What the task asks:
Write out the lines of the records below, starting with the line that contains "-- select a point on the shrub, one" and continuing through the line that contains "239), (133, 262)]". Include both of those lines and nothing else.
##### Dataset extract
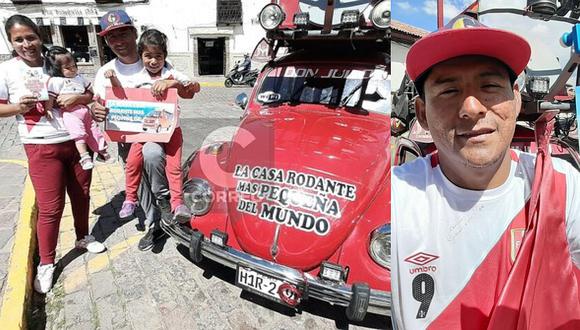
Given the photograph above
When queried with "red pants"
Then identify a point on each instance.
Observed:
(54, 168)
(134, 167)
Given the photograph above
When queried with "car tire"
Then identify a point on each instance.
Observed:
(195, 246)
(359, 303)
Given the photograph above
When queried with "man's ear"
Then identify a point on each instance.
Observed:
(517, 99)
(420, 113)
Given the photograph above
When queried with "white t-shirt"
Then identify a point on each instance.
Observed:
(63, 85)
(33, 127)
(443, 234)
(128, 74)
(134, 76)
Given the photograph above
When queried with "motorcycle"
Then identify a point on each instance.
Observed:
(236, 77)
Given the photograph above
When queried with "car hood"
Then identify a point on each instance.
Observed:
(302, 180)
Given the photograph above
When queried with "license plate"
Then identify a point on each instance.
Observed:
(264, 285)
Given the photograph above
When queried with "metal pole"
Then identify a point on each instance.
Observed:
(439, 14)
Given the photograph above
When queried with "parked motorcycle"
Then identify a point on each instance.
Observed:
(236, 76)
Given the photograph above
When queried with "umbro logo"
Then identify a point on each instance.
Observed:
(421, 258)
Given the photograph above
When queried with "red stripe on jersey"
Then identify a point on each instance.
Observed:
(472, 307)
(514, 156)
(434, 159)
(540, 290)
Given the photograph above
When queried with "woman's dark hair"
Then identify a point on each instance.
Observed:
(153, 37)
(52, 66)
(21, 20)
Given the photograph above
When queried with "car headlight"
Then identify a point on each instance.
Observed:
(380, 246)
(198, 196)
(187, 165)
(381, 15)
(271, 17)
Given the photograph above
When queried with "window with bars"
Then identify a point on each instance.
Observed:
(229, 12)
(26, 2)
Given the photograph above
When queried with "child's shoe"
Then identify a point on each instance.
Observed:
(104, 157)
(43, 279)
(86, 161)
(182, 214)
(90, 244)
(127, 209)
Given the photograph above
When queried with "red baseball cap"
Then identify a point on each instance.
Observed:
(462, 36)
(113, 20)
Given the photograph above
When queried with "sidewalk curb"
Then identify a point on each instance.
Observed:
(20, 270)
(212, 84)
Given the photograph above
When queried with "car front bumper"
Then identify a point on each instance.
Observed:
(312, 287)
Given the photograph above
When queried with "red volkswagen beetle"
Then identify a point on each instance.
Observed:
(297, 203)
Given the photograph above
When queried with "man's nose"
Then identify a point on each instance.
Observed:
(472, 108)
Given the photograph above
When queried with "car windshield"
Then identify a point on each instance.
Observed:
(366, 89)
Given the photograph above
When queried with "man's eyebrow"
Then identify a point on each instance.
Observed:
(485, 74)
(493, 73)
(443, 80)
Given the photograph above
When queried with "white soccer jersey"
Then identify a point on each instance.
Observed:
(452, 248)
(33, 126)
(128, 74)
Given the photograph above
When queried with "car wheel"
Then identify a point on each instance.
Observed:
(359, 303)
(195, 246)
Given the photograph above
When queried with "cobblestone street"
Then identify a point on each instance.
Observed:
(125, 288)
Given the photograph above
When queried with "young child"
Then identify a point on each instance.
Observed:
(152, 48)
(62, 68)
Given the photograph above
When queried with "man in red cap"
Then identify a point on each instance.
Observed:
(482, 238)
(118, 31)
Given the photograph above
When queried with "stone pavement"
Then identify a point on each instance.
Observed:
(125, 288)
(12, 177)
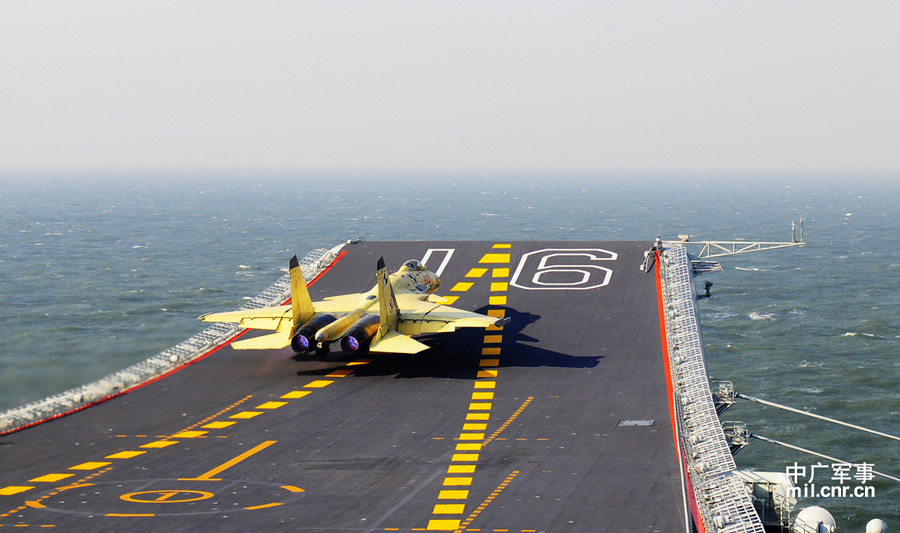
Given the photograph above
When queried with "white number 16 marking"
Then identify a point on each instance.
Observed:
(564, 266)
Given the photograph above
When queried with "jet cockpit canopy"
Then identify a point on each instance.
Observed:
(412, 264)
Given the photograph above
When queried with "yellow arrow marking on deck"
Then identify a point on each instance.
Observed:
(208, 476)
(166, 496)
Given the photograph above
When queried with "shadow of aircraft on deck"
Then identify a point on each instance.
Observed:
(456, 355)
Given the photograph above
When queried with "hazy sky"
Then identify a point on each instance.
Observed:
(750, 85)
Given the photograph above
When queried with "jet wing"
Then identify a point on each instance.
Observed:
(273, 318)
(418, 317)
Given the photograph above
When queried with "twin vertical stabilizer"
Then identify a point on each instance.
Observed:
(301, 304)
(388, 339)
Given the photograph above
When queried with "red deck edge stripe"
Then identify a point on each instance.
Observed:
(161, 376)
(695, 511)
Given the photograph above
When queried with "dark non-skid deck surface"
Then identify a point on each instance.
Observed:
(513, 430)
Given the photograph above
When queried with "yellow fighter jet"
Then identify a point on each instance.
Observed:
(380, 320)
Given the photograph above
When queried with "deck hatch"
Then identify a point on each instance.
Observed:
(636, 422)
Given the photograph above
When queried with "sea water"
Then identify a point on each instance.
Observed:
(100, 270)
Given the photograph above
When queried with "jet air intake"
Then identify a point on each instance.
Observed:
(305, 335)
(360, 334)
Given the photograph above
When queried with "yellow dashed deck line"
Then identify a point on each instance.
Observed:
(220, 413)
(318, 384)
(449, 508)
(494, 258)
(442, 525)
(476, 272)
(91, 465)
(244, 415)
(509, 420)
(453, 495)
(13, 489)
(293, 395)
(457, 481)
(264, 506)
(271, 405)
(189, 434)
(219, 425)
(159, 444)
(50, 478)
(127, 454)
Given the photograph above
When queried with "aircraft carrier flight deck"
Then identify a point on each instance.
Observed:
(562, 420)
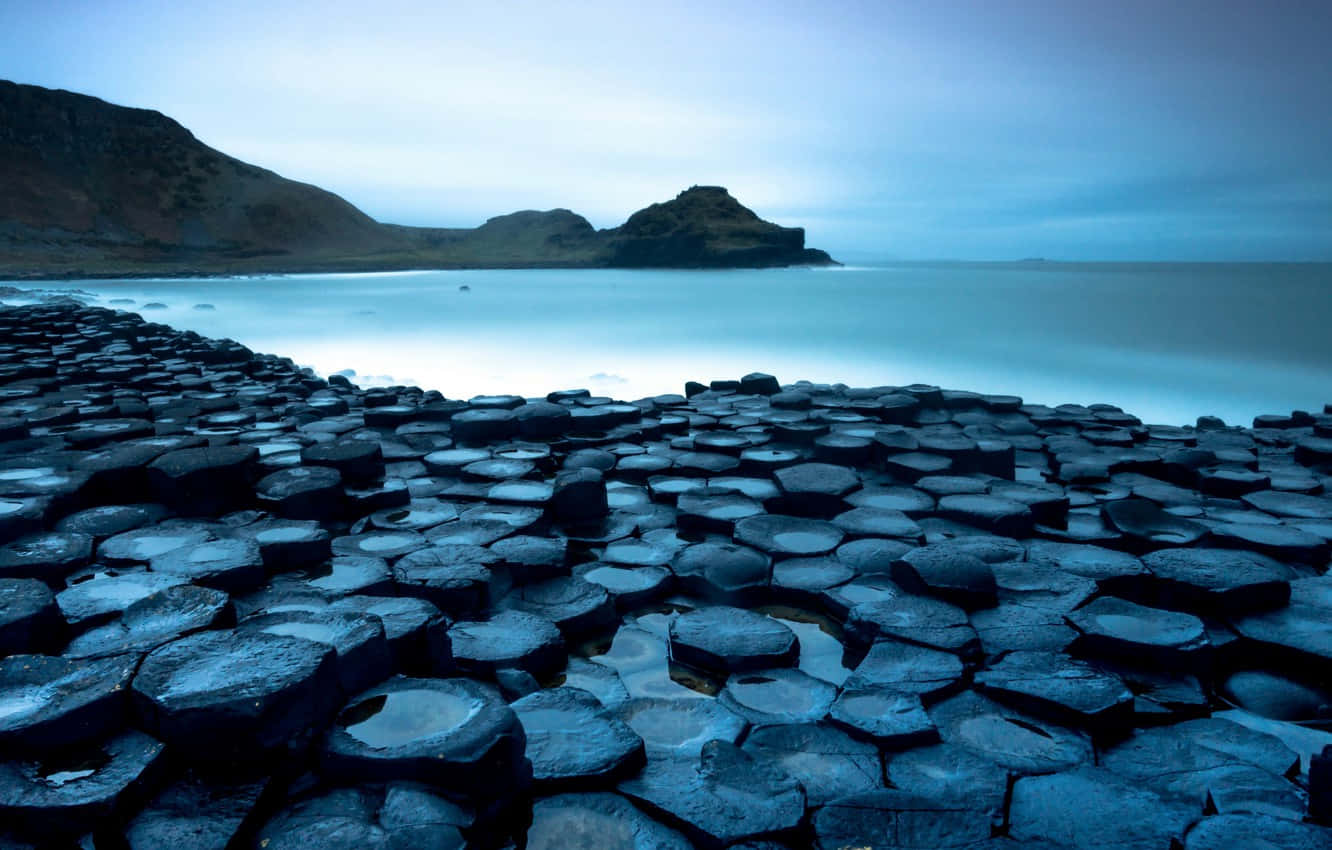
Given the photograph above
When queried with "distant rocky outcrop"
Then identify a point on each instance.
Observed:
(93, 188)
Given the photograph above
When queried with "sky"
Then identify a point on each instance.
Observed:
(982, 129)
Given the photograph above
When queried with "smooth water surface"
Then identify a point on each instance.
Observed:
(1166, 341)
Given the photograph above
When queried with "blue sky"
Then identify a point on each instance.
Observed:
(989, 129)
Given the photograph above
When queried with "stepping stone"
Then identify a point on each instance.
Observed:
(678, 729)
(29, 620)
(508, 640)
(1231, 832)
(61, 797)
(629, 588)
(49, 702)
(789, 536)
(1150, 528)
(48, 556)
(1112, 628)
(1299, 636)
(826, 761)
(457, 577)
(1219, 581)
(235, 697)
(1000, 516)
(533, 558)
(722, 572)
(714, 510)
(358, 641)
(597, 821)
(1092, 808)
(1278, 697)
(950, 772)
(303, 493)
(877, 522)
(231, 564)
(913, 618)
(1015, 741)
(388, 545)
(155, 620)
(577, 606)
(1296, 505)
(208, 814)
(891, 718)
(714, 798)
(731, 640)
(203, 482)
(456, 734)
(911, 501)
(894, 820)
(815, 489)
(777, 696)
(1060, 688)
(108, 520)
(1114, 572)
(947, 573)
(93, 598)
(572, 740)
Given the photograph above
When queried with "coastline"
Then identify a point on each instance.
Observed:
(958, 553)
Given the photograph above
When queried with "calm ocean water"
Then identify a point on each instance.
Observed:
(1167, 343)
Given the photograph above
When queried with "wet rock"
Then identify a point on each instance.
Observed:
(597, 821)
(1219, 581)
(1015, 741)
(1092, 808)
(64, 796)
(731, 640)
(726, 797)
(1112, 628)
(229, 696)
(577, 606)
(894, 820)
(456, 734)
(205, 481)
(508, 640)
(777, 696)
(573, 741)
(1060, 688)
(155, 620)
(357, 640)
(679, 728)
(196, 812)
(49, 702)
(229, 564)
(29, 618)
(826, 761)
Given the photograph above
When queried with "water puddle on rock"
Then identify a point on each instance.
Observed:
(405, 717)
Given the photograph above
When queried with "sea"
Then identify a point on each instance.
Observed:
(1164, 341)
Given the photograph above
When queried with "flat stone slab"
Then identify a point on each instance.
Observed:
(597, 821)
(227, 696)
(731, 640)
(572, 740)
(725, 797)
(456, 733)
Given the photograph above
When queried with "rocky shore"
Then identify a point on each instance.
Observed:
(244, 606)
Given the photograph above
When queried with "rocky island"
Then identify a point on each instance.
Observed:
(247, 606)
(93, 189)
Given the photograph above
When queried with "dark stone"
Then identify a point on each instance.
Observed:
(606, 821)
(731, 640)
(713, 798)
(229, 696)
(456, 734)
(573, 741)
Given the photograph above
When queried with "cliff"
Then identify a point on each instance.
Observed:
(92, 188)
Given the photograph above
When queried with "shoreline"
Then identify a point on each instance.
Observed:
(670, 601)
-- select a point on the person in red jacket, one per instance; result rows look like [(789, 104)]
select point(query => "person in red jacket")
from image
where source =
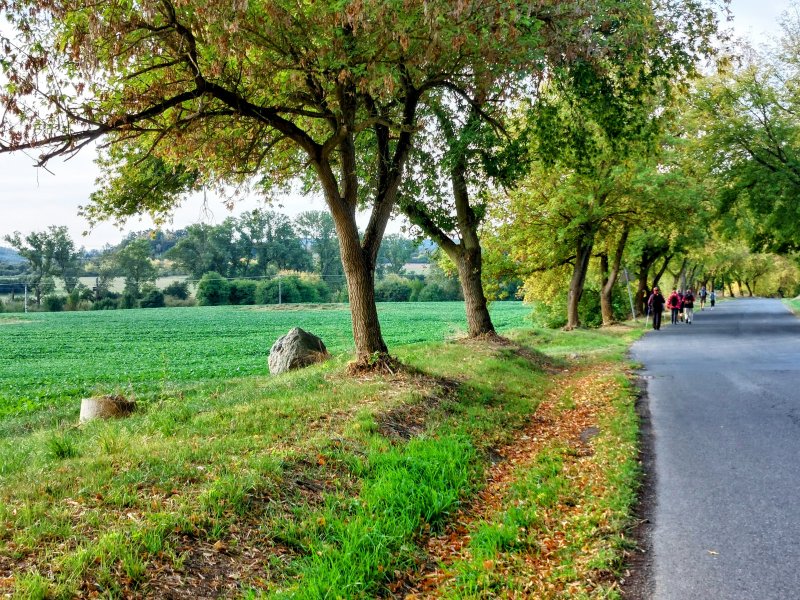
[(674, 304), (688, 306), (655, 304)]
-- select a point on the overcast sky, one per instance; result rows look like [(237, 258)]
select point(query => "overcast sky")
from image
[(32, 199)]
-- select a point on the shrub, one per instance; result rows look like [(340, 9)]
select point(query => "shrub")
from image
[(212, 290), (172, 301), (282, 288), (437, 292), (242, 291), (105, 304), (74, 299), (178, 289), (54, 303), (393, 288), (152, 299), (128, 300)]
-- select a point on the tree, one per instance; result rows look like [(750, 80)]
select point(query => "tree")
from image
[(395, 251), (49, 253), (66, 259), (748, 135), (213, 290), (229, 90), (319, 233), (205, 248), (270, 239), (133, 262)]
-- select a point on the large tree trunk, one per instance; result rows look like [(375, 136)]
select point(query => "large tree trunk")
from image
[(359, 254), (467, 253), (660, 273), (582, 256), (646, 262), (469, 275), (609, 278), (364, 312)]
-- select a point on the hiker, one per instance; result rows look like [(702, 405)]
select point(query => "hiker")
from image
[(674, 304), (655, 304), (688, 306)]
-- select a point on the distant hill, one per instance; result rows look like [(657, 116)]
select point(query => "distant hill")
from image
[(9, 256)]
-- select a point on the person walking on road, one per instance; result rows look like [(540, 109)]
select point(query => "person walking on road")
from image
[(674, 304), (688, 306), (655, 304)]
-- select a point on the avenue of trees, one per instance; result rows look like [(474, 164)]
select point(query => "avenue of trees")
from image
[(563, 145)]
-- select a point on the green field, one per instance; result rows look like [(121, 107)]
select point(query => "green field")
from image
[(47, 359)]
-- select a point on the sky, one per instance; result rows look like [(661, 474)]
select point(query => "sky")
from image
[(32, 199)]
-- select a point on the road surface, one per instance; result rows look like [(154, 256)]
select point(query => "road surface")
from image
[(724, 398)]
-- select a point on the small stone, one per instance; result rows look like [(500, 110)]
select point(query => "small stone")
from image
[(295, 350)]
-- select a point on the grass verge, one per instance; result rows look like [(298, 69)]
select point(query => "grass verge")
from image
[(316, 485)]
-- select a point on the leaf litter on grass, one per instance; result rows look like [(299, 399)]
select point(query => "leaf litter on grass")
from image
[(532, 572)]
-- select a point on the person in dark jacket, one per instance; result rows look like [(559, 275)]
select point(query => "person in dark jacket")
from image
[(655, 303), (688, 306), (674, 305)]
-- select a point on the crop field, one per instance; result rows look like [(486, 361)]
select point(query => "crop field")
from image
[(47, 359)]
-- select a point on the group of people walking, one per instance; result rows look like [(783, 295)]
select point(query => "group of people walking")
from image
[(679, 303)]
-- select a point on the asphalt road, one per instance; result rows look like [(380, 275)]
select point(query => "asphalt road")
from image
[(724, 397)]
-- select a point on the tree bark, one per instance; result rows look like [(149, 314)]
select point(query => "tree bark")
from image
[(479, 322), (662, 270), (582, 256), (467, 254), (609, 279)]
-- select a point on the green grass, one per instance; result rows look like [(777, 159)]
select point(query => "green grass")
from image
[(52, 358), (311, 473)]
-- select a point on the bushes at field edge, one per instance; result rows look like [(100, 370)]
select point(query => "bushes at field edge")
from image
[(213, 290)]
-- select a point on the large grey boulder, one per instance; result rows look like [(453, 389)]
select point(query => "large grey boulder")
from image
[(296, 349)]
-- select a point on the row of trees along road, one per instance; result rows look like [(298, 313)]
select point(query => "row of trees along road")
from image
[(341, 94)]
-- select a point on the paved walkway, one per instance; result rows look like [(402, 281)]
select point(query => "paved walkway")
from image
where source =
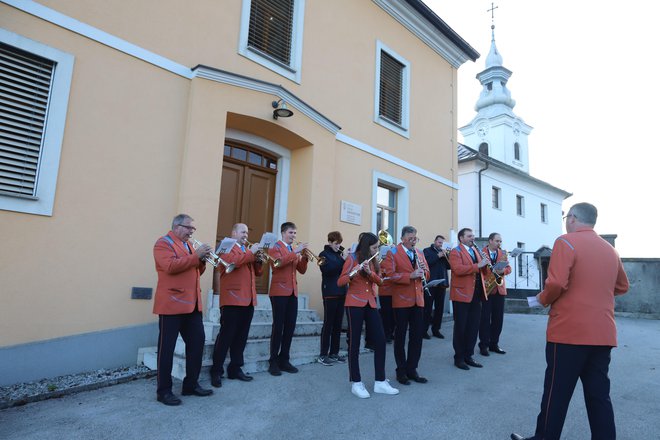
[(479, 404)]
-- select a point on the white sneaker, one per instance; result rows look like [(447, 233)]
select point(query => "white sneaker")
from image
[(384, 387), (359, 390)]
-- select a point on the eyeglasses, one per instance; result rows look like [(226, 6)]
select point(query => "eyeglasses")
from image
[(190, 228)]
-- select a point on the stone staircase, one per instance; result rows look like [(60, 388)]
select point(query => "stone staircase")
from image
[(304, 347)]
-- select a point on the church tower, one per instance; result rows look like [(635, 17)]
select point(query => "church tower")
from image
[(496, 131)]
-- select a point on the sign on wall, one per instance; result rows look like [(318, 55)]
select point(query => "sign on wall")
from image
[(350, 213)]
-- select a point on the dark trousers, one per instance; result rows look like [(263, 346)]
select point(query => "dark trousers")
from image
[(192, 331), (408, 319), (567, 363), (374, 332), (285, 313), (434, 307), (387, 316), (492, 318), (466, 327), (234, 329), (333, 316)]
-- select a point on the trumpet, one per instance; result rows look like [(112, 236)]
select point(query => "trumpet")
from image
##########
Right answer:
-- select a point on the shrub, one per instance; result rows look like [(340, 9)]
select point(query => "shrub")
from image
[(212, 290), (172, 301), (282, 288), (437, 292), (242, 291), (105, 304), (74, 299), (178, 289), (54, 303), (393, 288), (152, 299), (128, 300)]
-- select a point on the tree, one per instance; result rows look like [(750, 80)]
select point(query => "tree")
from image
[(395, 251), (49, 253), (66, 259), (748, 135), (213, 290), (229, 90), (319, 233), (205, 248), (270, 239), (133, 262)]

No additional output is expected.